Question

ActiveEnhancers and Gene expression

0

Entering edit mode

6.4 years ago

carlosalfonsogonzalez6 ▴ 10

Hello

I am trying to understand the impact of an specific active enhancer region to nearby genes, what im trying to have it to obtain is which nearby genes to the enhancer region are down regulated or upregulated in control vs experimental condition. Do you have some advice or a library on which i could integrate both RNA-seq and Chip-Seq data and identify a posible association between TF binding and expression of nearby genes.

Thanks!

ChIP-Seq RNA-Seq • 1.9k views

ADD COMMENT • link updated 6.4 years ago by jared.andrews07 ★ 16k • written 6.4 years ago by carlosalfonsogonzalez6 ▴ 10

1

Entering edit mode

Here are some steps to follow

Assign each enhancer to a gene (This can be done by two ways, one is distance based, take nearest 2 genes up & downstream or assign all genes to an enhancer if found in a TAD region, check this paper (methods section))

● Work instructions
Extend the forum thread about linking active enhancers to nearby gene expression, starting after the first step on assigning each enhancer to a gene.

Source records

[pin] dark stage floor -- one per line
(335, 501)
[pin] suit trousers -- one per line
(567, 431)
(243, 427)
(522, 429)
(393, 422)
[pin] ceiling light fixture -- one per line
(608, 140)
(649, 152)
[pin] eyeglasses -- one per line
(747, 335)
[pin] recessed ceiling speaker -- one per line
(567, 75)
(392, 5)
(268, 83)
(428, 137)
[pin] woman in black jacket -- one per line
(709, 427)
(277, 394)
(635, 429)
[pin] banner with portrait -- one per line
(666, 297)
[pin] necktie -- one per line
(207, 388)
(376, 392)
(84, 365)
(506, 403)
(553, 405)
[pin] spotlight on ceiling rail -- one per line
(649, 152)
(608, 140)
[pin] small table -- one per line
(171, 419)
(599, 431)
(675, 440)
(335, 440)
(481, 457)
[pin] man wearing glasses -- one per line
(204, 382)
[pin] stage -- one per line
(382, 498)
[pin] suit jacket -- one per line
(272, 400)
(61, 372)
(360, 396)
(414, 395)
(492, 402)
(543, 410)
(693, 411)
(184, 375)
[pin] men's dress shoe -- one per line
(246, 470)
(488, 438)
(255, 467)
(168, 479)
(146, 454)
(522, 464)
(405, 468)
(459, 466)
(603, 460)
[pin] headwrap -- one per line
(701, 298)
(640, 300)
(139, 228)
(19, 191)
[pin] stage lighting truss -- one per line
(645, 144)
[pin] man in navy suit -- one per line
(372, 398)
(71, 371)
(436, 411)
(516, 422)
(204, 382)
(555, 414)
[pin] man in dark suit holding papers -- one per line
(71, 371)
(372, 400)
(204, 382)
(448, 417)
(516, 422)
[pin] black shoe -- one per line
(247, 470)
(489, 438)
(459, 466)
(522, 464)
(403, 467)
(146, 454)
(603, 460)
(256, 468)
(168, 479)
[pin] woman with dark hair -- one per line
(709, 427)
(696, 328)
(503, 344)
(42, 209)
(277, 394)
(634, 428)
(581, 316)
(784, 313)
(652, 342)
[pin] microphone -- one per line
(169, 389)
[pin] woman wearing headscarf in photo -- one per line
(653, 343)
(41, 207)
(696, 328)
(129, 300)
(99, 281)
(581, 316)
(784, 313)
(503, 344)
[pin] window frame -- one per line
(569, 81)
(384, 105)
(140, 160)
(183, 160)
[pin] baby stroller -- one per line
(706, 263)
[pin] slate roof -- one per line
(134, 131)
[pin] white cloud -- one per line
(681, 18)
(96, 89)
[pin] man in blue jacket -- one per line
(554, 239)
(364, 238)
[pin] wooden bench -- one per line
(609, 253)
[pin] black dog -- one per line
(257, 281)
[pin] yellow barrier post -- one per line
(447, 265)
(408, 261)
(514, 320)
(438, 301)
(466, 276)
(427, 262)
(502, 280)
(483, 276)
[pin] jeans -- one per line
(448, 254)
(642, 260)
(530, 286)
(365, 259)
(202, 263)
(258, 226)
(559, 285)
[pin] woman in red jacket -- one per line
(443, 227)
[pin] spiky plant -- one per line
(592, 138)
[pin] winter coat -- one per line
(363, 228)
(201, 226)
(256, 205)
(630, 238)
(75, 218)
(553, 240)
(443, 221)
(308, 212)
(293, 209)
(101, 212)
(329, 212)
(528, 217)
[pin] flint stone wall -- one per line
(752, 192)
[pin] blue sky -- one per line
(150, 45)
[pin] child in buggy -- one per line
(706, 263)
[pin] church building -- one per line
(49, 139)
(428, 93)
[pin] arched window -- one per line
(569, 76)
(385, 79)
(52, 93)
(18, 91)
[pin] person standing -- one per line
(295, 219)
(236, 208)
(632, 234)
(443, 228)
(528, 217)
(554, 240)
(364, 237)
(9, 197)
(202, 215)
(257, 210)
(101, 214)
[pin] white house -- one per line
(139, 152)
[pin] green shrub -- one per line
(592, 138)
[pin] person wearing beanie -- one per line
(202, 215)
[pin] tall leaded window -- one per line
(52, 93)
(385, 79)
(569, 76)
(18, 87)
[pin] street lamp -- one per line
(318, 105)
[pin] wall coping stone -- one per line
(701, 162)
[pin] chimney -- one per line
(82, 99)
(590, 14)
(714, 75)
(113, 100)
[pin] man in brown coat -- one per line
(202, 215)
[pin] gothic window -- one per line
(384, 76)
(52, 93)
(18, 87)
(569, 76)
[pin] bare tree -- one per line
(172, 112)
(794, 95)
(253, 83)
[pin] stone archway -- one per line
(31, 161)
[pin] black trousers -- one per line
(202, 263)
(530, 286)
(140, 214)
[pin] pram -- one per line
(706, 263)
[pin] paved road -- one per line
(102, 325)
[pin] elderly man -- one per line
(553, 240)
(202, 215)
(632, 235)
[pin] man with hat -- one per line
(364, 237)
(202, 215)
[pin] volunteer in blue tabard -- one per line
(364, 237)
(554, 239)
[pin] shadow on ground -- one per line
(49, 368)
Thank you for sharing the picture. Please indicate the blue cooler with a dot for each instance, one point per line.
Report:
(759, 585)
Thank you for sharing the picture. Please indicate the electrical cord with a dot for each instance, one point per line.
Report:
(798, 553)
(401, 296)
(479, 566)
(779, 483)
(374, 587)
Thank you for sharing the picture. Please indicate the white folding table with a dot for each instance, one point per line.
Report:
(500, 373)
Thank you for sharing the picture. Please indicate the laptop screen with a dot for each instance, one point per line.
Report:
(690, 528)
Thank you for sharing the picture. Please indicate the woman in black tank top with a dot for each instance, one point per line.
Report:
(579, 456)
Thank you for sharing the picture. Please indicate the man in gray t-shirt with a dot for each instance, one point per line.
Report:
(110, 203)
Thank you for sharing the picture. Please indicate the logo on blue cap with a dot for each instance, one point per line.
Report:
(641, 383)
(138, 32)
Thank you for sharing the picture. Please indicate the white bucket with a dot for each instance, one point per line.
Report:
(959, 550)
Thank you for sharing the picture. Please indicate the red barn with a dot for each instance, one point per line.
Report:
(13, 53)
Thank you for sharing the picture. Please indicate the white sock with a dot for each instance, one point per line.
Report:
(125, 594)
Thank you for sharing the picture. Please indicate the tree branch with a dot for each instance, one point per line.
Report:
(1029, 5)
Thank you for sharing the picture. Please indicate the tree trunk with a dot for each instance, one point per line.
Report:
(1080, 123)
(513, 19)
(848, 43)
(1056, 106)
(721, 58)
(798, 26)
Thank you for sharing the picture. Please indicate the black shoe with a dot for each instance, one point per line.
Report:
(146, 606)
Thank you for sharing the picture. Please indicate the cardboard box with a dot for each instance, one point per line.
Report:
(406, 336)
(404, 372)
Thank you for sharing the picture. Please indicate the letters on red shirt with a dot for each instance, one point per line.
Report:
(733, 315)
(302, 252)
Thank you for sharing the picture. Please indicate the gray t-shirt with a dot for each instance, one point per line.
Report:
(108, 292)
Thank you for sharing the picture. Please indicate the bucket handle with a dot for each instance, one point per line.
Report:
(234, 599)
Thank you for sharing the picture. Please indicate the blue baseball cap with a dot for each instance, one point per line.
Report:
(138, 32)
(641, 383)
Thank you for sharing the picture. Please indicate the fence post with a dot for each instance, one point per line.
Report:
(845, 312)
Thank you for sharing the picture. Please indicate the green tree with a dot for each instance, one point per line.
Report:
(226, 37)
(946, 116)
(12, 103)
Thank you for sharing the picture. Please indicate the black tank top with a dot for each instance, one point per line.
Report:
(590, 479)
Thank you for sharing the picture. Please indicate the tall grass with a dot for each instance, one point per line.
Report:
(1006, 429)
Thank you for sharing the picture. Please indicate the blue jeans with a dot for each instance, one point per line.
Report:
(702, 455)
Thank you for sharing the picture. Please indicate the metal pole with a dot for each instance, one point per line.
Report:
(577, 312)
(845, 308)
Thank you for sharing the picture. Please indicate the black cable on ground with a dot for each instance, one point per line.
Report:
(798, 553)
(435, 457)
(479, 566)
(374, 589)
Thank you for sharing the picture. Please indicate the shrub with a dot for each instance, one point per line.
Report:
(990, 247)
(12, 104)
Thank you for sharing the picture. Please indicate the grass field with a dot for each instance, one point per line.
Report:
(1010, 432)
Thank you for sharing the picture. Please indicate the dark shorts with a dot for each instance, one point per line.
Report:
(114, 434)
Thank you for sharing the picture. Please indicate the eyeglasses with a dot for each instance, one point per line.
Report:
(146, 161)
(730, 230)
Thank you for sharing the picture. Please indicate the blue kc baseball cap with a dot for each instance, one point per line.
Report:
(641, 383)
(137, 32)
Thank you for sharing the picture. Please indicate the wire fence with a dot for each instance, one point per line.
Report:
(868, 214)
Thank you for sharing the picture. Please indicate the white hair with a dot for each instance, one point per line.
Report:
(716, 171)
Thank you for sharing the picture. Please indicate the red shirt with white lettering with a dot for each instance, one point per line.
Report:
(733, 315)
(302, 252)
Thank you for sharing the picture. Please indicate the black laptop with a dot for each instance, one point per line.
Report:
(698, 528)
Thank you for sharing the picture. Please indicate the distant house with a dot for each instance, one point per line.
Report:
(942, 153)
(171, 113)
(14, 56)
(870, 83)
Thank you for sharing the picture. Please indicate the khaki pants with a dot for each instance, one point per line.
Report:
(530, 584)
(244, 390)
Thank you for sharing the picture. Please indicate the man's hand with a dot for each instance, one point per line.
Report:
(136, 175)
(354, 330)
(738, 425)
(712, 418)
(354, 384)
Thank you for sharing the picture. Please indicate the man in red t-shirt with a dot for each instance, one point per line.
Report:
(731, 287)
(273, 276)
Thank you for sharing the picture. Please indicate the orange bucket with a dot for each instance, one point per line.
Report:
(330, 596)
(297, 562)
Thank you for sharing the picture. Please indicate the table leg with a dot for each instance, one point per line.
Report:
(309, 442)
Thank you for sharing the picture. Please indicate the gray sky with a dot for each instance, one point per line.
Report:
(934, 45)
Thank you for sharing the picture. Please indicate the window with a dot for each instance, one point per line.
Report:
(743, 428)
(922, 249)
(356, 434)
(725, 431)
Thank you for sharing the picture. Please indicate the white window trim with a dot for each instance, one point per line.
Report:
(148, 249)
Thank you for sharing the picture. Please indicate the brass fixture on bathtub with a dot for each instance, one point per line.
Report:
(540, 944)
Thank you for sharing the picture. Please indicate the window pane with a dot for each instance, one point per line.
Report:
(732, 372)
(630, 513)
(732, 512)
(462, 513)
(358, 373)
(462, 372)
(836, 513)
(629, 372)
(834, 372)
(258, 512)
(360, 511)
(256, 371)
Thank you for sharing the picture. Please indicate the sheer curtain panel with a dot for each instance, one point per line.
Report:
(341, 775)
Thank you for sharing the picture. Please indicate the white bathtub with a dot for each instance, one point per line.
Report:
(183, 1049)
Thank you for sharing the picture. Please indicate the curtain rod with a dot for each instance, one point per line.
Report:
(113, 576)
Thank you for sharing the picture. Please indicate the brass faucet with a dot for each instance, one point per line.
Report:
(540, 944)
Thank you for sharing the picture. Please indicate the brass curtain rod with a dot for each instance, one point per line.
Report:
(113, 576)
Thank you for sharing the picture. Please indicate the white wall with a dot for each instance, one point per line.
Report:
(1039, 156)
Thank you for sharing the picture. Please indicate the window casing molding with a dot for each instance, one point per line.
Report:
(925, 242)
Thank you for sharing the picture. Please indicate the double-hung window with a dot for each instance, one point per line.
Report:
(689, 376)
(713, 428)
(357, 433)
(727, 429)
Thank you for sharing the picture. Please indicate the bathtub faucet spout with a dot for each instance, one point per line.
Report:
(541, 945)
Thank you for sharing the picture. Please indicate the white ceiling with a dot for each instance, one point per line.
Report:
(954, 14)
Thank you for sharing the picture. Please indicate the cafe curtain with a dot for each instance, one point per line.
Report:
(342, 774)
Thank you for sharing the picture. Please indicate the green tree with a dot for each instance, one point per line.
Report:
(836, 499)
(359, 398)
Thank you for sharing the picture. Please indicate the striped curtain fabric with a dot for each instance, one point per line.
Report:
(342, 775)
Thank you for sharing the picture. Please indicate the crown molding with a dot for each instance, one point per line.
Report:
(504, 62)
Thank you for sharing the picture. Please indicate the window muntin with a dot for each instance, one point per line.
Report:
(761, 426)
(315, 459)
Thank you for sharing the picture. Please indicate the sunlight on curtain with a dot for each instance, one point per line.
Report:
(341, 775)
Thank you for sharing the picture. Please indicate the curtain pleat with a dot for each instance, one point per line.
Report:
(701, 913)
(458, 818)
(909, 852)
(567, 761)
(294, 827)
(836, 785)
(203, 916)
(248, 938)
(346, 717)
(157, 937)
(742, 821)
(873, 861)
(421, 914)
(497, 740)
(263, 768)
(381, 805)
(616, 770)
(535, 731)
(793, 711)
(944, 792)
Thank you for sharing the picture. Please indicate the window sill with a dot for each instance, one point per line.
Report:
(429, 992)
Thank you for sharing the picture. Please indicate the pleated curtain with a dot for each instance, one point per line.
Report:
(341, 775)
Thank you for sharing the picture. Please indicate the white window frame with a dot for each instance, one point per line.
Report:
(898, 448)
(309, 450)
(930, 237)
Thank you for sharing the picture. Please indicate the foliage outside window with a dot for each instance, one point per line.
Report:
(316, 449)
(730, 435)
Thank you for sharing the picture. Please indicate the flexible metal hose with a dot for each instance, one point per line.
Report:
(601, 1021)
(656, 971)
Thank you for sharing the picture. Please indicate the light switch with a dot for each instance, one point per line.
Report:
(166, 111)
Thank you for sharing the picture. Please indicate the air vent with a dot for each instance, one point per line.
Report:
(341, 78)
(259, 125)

● Your response
Perform a correlation test between normalized signal of your chip-seq and normalized gene expression.
Be little flexible with correlation cut-offs.

Recently, I was doing this kind of analysis, let me know if you need more details.

ADD REPLY • link 6.4 years ago by venu 7.1k

0

Entering edit mode

I would be very carefull with this. When analysing different types of chromatin interaction data just talking the nearest gene is only slightly better than randomly selecting genes (AUROC values in the 0.5-0.6 range) - see fx fig 3b-e in this recent article.

ADD REPLY • link 6.4 years ago by Kristoffer Vitting-Seerup ★ 4.0k

0

Entering edit mode

I have data from same stage and same lab couple in time RNA and Chip experiments, What do you think? Im building a core for machine learning

ADD REPLY • link 6.4 years ago by carlosalfonsogonzalez6 ▴ 10

0

Entering edit mode

Thanks a lot!! Can you recomend some package or library to work on that, preferably on R?

ADD REPLY • link 6.4 years ago by carlosalfonsogonzalez6 ▴ 10

0

Entering edit mode

To help you out I need to know which cell type and organisme are you working with?

ADD REPLY • link 6.4 years ago by Kristoffer Vitting-Seerup ★ 4.0k

0

Entering edit mode

Im working with Drosophila in blastoderm stage of four TF and RNA seq from same sample same organism.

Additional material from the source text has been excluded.